(SUPPLIED MATERIAL)
....................

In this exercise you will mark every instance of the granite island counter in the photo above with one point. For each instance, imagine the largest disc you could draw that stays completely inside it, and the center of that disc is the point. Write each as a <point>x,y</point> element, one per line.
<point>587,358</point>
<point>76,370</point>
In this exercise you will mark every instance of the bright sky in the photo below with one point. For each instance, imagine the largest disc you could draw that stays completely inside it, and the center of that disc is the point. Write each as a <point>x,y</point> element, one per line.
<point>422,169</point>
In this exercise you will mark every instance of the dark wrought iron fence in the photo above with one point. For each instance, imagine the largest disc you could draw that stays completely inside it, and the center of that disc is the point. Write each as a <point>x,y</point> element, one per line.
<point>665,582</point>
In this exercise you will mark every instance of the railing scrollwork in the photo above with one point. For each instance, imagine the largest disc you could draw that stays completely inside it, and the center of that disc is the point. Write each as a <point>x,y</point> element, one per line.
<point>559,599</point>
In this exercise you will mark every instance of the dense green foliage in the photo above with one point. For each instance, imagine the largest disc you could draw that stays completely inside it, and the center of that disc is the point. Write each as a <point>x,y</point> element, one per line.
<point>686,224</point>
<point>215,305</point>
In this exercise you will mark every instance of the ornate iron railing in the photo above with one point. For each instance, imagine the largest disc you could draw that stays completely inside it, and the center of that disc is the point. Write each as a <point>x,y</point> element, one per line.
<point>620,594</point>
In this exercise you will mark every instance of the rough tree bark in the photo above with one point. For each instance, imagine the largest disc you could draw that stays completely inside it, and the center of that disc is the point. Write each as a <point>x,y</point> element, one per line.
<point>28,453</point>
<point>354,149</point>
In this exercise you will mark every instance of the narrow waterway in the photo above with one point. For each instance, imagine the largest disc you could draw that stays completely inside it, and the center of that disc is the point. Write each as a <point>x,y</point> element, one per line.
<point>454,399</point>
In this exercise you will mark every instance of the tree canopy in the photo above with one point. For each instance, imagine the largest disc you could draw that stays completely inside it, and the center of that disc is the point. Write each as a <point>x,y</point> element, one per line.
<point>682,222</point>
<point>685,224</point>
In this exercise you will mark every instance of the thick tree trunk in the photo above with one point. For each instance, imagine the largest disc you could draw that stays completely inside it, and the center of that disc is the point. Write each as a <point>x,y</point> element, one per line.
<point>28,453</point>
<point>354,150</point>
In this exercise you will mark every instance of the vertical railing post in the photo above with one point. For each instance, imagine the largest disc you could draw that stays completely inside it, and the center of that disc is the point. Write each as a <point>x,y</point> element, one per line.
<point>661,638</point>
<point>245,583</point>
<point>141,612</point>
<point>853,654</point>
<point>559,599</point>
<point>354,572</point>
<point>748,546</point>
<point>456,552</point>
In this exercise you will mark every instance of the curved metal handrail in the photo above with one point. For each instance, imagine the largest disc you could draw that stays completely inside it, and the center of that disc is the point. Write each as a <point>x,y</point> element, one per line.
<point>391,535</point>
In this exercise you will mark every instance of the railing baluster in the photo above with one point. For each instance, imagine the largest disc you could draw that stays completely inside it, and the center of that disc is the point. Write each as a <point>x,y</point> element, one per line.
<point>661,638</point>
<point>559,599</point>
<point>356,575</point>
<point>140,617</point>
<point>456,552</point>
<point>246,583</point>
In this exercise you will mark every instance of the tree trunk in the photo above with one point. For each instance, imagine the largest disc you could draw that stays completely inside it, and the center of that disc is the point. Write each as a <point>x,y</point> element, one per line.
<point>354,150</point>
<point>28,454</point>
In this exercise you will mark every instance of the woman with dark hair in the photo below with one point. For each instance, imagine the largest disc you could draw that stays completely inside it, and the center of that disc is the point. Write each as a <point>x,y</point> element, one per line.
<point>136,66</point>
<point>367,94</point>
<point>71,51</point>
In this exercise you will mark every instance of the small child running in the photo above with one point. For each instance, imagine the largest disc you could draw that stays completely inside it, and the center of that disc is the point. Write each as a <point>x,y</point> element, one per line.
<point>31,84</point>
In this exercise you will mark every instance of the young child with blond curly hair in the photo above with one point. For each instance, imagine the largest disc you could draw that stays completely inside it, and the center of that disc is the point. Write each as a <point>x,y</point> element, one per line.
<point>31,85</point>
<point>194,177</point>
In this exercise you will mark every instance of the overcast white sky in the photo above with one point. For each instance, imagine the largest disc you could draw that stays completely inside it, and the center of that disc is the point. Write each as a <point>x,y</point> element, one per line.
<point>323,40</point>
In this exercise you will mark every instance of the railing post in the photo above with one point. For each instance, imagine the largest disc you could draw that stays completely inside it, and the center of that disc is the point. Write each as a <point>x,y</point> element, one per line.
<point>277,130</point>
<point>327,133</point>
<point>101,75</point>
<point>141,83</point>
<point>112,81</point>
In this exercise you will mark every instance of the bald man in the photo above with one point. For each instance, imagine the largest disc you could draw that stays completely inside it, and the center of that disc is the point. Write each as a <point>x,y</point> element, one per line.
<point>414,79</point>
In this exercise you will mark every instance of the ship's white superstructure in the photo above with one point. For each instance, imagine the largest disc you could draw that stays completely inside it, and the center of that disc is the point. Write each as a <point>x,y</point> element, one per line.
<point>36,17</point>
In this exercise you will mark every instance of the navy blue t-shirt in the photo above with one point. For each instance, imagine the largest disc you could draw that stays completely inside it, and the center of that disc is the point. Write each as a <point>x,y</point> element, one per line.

....................

(EXERCISE DETAILS) Please copy the line that contains "the railing post" and each line after it through the end of the records, exactly, and no other lines.

(TASK ANSWER)
In this exercise you will mark every instance of the railing post in the photo above with one point. For each instance, imagine the largest disc you could draw that stays completely inside it, and the center of that disc is the point. Write each as a <point>x,y</point> element, one per line.
<point>277,130</point>
<point>327,133</point>
<point>101,75</point>
<point>141,83</point>
<point>112,81</point>
In this exercise you will mark every instance of the bald man in the photo above with one point. For each instance, imagine the largest disc you could draw that stays completely inside it, and the center of that disc is the point. Write each as a <point>x,y</point> element, one per line.
<point>414,79</point>
In this exercise you will mark every instance of the ship's white superstructure in the photo above with one point. For each instance, imagine the largest disc you could draw that stays completely inside it, and the center of that disc is the point. Write each as a <point>x,y</point> element, one per line.
<point>36,17</point>
In this exercise you will mark every instance of the navy blue t-shirt in the photo above with one point. For each instance, imagine the largest disc you could draw that stays completely inside it, and the center of that disc is the point. Write each as a <point>x,y</point> element, one per line.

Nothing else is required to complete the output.